*PROBLEM TO SOLVE:* Copy the rows from the line with "For the benchmark, mark every instance of the monkey's foot" up to and including the line with "[[127, 274], [97, 287]]", swapping "monkey's foot" for "monkey's paw" and leaving everything else unchanged.

*INPUT ROWS:*
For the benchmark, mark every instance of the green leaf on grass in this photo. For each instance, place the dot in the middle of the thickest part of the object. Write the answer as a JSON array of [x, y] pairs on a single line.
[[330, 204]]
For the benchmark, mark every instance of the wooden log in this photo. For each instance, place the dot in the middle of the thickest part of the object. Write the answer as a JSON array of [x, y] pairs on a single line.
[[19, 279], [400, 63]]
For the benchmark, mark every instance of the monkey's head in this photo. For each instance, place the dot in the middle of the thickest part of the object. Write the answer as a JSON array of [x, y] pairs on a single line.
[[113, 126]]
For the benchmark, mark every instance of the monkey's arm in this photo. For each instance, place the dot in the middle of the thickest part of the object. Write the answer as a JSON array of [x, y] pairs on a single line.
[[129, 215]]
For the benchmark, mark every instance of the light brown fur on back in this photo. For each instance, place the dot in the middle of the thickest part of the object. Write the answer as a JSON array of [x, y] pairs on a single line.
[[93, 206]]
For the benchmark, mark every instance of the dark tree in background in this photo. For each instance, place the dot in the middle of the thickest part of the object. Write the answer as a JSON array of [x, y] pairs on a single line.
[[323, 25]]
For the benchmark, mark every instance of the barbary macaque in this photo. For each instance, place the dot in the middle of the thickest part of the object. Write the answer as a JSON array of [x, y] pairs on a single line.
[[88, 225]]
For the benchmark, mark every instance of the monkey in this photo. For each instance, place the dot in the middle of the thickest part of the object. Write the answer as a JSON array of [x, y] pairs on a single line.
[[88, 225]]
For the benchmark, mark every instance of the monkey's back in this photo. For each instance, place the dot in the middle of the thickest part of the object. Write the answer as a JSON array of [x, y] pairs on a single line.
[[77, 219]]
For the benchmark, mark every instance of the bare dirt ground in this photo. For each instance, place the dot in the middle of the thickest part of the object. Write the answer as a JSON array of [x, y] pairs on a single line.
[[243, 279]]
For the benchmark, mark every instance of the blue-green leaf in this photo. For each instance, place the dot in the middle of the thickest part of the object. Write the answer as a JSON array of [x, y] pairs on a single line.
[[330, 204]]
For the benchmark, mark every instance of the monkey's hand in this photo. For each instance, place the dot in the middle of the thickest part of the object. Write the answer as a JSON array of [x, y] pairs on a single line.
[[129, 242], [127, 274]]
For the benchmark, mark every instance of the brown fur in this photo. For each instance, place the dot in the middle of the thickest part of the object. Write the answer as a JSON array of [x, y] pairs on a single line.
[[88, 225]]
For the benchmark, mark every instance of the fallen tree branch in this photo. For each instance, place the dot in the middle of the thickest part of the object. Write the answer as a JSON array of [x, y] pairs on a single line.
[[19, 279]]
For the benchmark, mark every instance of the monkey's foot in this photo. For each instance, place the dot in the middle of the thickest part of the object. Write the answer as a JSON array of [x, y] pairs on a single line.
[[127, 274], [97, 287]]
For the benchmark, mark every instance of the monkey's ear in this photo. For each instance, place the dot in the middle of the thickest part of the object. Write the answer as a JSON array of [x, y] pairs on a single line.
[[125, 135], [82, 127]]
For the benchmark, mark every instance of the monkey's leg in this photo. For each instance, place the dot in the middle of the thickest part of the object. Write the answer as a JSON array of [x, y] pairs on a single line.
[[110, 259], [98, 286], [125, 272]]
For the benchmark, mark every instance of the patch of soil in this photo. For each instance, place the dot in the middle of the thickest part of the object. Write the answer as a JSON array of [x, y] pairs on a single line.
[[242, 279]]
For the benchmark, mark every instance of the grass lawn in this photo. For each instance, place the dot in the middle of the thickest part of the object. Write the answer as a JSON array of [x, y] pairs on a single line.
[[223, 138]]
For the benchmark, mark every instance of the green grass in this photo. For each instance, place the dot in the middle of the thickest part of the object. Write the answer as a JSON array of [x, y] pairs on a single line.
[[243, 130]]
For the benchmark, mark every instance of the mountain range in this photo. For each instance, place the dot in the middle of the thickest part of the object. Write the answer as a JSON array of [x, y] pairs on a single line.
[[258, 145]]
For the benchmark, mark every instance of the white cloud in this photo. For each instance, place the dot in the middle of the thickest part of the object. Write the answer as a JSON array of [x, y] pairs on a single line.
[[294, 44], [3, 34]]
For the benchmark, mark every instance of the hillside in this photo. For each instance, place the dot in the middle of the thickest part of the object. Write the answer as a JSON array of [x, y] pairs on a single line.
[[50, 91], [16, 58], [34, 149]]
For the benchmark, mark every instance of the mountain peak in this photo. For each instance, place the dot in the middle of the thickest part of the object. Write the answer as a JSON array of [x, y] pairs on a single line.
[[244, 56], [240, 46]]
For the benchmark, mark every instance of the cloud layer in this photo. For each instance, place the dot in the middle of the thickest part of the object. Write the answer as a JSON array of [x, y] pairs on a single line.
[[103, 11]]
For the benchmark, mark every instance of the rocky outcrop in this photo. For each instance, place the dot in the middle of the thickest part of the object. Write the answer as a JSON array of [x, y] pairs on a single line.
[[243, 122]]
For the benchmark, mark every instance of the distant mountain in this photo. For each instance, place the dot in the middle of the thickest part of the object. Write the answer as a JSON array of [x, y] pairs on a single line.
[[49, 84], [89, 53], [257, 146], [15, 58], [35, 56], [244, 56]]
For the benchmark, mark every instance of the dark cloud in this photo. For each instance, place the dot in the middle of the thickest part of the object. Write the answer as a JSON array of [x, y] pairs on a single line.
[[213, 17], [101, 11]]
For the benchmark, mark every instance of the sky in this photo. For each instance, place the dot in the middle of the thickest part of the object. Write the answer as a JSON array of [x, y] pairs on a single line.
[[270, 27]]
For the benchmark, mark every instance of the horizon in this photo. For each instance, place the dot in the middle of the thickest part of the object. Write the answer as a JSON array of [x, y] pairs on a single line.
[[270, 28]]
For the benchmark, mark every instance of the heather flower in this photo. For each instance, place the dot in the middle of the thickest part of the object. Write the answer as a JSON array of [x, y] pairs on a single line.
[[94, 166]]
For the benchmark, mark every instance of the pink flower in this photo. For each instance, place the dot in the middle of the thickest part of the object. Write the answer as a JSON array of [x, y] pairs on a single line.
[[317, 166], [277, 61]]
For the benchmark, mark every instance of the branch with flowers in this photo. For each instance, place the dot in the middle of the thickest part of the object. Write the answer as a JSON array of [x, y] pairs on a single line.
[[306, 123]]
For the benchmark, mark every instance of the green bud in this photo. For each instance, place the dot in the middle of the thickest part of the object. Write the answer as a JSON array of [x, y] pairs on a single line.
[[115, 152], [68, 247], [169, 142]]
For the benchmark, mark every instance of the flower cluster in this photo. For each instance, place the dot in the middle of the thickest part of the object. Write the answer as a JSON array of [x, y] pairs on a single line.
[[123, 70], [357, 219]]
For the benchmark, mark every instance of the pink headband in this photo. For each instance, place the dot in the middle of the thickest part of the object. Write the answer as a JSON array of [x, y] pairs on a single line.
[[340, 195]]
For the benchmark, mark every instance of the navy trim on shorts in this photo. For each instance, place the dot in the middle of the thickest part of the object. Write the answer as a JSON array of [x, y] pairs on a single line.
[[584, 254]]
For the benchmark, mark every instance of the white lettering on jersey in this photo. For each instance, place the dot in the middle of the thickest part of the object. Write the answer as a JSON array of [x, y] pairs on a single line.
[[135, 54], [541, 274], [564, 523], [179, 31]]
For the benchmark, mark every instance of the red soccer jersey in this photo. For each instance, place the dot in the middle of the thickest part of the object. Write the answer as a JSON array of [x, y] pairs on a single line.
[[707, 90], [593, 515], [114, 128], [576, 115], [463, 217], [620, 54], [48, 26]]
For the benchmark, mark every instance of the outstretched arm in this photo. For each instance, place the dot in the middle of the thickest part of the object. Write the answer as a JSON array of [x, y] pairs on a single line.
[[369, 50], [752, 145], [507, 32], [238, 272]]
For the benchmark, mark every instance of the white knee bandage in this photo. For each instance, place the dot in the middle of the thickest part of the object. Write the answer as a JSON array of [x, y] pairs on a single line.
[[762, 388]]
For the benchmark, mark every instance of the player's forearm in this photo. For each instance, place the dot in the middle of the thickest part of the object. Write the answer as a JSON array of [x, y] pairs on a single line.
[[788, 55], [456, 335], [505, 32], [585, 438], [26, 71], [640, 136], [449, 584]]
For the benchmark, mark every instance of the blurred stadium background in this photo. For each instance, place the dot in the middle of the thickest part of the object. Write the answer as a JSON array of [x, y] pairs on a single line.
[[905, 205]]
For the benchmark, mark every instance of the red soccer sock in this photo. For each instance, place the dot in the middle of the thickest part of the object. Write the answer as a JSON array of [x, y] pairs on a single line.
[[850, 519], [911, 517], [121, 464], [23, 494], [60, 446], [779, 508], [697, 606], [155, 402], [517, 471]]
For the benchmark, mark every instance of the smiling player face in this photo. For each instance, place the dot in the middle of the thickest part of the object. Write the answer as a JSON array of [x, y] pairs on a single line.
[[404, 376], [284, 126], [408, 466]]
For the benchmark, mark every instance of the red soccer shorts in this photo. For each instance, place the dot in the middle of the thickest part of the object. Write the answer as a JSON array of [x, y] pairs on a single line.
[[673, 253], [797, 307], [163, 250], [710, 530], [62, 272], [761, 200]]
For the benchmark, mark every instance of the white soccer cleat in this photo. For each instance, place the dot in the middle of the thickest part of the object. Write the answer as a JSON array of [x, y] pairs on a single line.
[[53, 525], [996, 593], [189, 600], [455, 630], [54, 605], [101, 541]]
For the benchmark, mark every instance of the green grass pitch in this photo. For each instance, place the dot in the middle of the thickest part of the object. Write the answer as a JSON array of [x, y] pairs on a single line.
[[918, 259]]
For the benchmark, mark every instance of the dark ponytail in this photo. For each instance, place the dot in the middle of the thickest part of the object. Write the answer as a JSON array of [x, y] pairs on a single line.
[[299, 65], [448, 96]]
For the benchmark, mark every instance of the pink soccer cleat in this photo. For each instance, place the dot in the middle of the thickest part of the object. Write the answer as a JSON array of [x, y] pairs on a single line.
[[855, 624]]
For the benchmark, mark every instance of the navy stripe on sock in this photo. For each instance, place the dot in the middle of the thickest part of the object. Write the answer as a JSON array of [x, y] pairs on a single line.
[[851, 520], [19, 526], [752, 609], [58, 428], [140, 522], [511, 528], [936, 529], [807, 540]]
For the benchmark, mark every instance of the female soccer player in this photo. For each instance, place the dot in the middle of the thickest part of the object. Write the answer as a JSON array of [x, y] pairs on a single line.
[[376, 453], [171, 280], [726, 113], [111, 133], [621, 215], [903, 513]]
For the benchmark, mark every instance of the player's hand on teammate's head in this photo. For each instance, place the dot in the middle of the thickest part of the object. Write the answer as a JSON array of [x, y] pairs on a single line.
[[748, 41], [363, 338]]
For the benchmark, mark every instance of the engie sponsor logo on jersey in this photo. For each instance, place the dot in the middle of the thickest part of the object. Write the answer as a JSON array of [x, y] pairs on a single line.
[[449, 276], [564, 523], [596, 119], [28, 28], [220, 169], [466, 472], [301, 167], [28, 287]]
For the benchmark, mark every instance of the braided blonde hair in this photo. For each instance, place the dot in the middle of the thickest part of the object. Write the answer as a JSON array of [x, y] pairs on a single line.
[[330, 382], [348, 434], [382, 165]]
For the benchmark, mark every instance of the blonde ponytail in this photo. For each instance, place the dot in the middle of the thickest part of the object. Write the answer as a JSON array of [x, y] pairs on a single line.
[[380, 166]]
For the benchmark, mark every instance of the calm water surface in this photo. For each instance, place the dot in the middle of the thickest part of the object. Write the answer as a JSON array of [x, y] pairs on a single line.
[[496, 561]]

*THE OUTPUT:*
For the benchmark, mark every instance of the monkey's paw in this photo. For each instance, place the dot in the middle of the thickest part of the object. Write the answer as a JSON array of [x, y] pairs on a single line.
[[127, 274], [97, 287]]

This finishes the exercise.